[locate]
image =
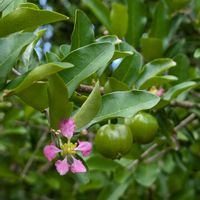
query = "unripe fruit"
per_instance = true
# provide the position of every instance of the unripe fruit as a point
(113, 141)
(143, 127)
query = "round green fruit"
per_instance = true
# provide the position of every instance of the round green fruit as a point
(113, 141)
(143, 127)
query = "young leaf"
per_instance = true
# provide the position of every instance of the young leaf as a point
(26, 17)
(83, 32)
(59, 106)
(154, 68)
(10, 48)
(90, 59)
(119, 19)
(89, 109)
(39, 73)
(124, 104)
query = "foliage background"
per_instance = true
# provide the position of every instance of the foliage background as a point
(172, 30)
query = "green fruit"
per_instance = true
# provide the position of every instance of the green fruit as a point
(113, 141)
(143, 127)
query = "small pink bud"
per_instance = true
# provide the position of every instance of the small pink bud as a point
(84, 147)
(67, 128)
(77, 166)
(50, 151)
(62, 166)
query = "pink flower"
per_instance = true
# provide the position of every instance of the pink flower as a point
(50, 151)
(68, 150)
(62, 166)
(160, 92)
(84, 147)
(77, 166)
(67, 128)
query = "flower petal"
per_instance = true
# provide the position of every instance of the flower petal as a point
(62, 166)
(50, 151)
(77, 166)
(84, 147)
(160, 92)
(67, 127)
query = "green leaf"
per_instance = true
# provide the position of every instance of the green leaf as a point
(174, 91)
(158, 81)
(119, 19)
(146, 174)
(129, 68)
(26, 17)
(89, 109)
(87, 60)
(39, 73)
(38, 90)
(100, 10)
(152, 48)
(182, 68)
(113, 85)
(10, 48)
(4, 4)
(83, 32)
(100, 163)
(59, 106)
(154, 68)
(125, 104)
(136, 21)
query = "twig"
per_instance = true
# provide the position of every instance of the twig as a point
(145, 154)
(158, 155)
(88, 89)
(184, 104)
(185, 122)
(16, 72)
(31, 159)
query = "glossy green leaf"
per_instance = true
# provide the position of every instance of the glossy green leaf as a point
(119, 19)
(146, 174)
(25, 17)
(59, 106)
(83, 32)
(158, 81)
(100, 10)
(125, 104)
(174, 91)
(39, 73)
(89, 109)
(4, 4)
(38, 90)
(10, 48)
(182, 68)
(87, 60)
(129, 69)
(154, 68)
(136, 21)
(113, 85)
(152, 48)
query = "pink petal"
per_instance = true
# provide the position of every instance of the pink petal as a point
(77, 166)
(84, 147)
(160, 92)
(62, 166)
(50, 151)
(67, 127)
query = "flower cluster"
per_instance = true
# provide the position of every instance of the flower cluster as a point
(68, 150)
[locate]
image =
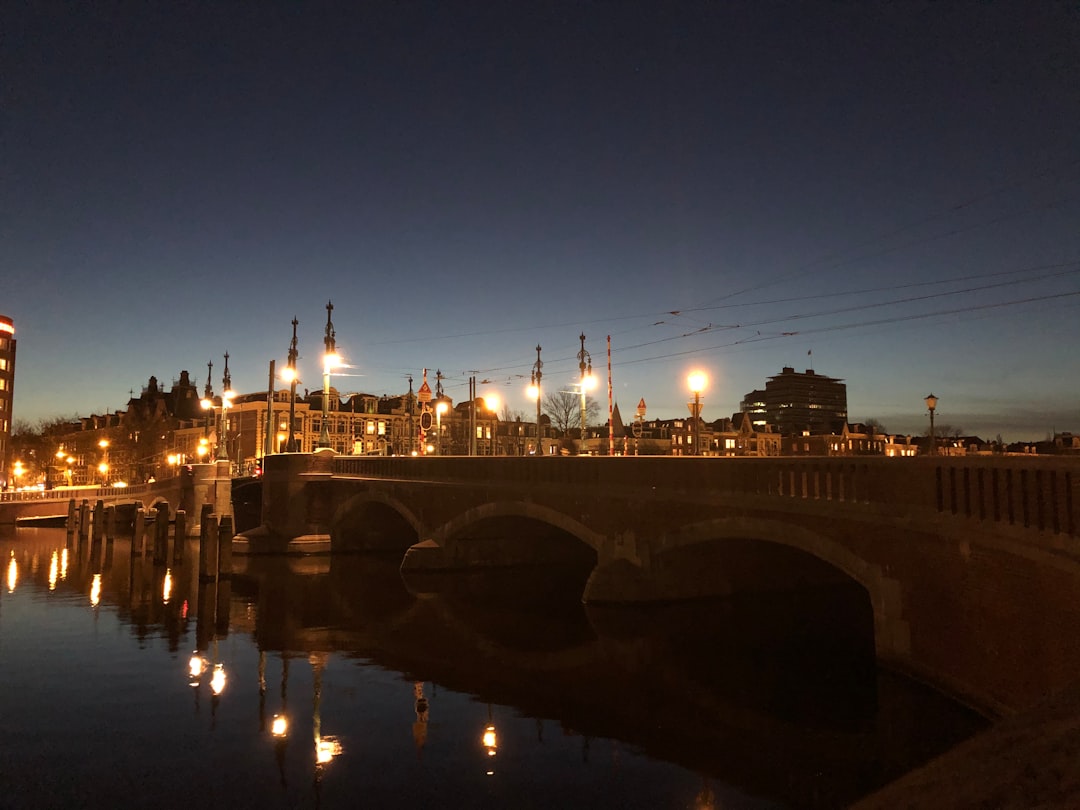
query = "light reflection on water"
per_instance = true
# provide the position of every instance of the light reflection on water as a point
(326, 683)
════════════════
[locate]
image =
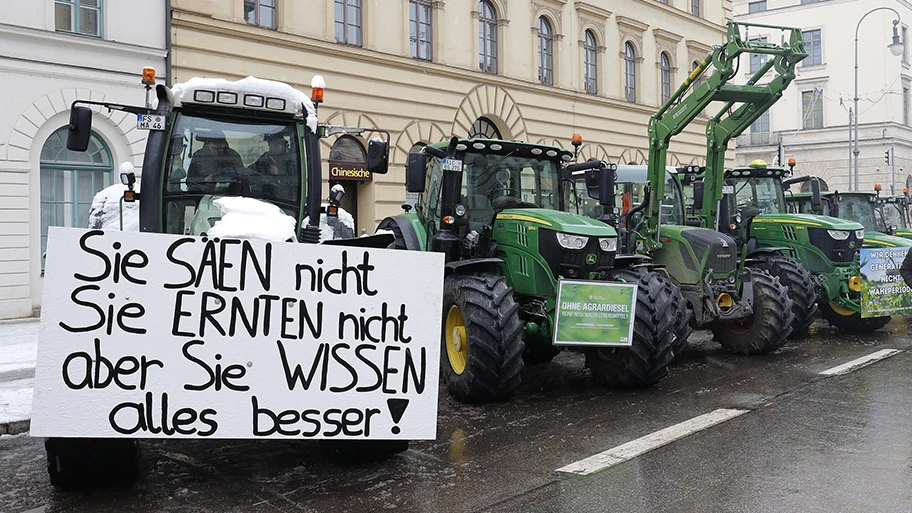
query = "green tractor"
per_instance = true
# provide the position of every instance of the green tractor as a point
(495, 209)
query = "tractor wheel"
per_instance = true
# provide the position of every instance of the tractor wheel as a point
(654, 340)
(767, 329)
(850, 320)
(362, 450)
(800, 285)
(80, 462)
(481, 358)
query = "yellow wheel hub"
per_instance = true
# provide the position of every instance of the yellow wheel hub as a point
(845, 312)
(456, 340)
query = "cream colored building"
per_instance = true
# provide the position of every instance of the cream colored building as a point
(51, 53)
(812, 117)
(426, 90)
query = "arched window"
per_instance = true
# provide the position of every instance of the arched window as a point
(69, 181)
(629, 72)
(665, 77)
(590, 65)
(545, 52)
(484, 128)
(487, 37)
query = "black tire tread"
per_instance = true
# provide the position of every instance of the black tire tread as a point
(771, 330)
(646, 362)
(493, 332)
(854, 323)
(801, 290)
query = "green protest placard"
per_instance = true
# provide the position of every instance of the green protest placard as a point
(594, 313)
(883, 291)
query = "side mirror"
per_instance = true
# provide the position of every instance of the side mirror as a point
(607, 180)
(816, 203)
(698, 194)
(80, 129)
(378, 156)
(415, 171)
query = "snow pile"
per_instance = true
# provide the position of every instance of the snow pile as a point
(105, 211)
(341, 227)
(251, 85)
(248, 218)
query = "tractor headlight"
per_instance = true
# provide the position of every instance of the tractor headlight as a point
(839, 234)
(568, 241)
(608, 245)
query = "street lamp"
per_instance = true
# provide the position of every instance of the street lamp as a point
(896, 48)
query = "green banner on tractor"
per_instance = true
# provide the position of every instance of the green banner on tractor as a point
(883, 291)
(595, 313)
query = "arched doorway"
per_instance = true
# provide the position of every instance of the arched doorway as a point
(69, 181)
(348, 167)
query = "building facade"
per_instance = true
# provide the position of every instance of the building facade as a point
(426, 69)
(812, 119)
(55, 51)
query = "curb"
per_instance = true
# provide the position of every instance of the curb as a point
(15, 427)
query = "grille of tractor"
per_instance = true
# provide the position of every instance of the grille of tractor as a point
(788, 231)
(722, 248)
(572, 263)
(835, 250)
════════════════
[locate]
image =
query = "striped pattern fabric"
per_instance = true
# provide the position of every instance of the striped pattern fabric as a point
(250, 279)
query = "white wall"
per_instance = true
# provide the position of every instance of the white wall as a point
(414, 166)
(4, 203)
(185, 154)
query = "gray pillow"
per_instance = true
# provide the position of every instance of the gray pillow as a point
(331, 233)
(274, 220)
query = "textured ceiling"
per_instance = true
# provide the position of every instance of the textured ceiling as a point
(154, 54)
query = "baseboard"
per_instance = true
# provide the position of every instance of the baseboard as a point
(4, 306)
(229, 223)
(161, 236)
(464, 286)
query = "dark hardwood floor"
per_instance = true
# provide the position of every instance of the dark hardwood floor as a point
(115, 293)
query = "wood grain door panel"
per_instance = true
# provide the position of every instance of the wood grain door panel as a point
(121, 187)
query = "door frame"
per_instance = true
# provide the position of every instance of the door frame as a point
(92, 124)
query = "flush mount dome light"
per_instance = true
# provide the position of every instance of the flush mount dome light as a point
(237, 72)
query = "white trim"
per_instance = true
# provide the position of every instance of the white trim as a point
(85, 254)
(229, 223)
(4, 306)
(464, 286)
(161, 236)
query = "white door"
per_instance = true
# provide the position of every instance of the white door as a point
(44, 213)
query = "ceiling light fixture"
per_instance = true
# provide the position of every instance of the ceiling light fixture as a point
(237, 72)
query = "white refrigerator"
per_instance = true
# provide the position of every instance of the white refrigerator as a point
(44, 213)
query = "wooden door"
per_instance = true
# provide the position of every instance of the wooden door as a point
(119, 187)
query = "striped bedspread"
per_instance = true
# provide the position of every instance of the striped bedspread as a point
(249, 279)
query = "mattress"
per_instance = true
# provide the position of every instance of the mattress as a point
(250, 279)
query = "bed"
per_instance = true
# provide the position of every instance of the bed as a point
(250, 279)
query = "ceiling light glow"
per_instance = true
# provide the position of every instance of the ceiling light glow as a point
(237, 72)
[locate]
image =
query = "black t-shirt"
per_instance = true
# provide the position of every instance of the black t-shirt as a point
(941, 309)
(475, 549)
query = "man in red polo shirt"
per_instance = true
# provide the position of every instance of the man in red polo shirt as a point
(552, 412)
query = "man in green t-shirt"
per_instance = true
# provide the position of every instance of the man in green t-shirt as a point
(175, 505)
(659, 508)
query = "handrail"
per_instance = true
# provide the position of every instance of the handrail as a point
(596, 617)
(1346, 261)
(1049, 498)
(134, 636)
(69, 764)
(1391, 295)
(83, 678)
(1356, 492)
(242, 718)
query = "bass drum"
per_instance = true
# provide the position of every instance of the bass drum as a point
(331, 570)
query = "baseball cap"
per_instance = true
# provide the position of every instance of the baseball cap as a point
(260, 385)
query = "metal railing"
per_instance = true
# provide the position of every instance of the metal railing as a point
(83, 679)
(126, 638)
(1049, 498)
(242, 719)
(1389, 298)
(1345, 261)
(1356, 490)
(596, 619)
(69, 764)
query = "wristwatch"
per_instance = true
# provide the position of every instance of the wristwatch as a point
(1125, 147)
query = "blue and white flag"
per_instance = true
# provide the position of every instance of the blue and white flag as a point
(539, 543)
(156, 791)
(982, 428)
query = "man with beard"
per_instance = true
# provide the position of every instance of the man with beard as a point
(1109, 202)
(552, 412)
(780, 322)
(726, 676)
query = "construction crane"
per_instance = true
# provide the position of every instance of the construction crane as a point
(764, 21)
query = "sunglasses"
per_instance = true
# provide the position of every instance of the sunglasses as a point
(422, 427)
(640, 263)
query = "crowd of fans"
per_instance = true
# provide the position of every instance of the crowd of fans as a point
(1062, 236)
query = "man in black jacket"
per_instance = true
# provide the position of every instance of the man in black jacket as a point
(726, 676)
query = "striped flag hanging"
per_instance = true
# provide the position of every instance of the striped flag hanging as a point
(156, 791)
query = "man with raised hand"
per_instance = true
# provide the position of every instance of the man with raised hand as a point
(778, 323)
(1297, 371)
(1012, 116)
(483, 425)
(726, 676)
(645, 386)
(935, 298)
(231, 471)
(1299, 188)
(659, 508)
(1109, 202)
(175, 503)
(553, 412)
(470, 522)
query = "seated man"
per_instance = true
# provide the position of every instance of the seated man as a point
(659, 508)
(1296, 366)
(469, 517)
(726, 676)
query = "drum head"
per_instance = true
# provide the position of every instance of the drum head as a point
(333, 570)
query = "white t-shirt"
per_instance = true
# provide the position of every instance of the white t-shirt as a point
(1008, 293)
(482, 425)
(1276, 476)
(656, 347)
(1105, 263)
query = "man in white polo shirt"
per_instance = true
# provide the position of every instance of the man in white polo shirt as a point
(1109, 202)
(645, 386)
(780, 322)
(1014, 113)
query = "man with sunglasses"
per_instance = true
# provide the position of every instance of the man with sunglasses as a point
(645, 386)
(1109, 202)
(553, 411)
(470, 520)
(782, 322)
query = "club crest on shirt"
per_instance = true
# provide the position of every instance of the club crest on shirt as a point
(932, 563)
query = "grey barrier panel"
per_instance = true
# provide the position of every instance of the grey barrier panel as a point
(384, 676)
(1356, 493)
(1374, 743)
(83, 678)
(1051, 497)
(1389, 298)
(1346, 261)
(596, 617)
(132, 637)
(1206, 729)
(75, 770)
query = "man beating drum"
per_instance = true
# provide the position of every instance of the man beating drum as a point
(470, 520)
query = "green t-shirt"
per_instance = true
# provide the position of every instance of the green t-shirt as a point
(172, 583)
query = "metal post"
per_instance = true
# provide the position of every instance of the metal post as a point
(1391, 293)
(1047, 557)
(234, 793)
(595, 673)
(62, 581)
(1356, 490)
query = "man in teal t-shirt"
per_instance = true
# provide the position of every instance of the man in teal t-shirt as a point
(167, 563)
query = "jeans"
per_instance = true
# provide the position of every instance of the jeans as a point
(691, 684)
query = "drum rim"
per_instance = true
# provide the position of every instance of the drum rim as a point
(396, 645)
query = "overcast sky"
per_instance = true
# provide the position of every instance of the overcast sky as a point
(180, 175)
════════════════
» **DO THIS**
Identify every line in the three blocks above that contains the string "crowd", and copy each of those lines in full.

» **ANSWER**
query = "crowd of fans"
# provide the position of every instance of the crowd of fans as a point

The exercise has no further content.